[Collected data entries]

------------------------------------------------------------------------

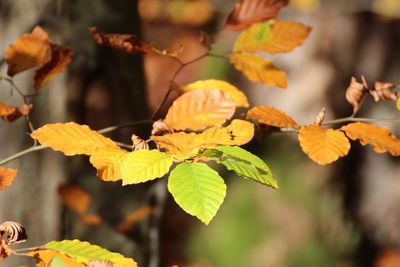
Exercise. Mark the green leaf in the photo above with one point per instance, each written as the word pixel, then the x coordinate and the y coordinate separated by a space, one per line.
pixel 197 189
pixel 144 165
pixel 246 164
pixel 84 252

------------------------------------------------------------------------

WORK REQUEST — The records above are to be restated exactly, without their pictures.

ANSWER TO THIS TASK —
Exercise. Mark the green leaf in the photo above with one point per instance, each written as the word pixel, then the x coordinate and the y coordinate separated by a space, one per line.
pixel 197 189
pixel 144 165
pixel 246 164
pixel 84 252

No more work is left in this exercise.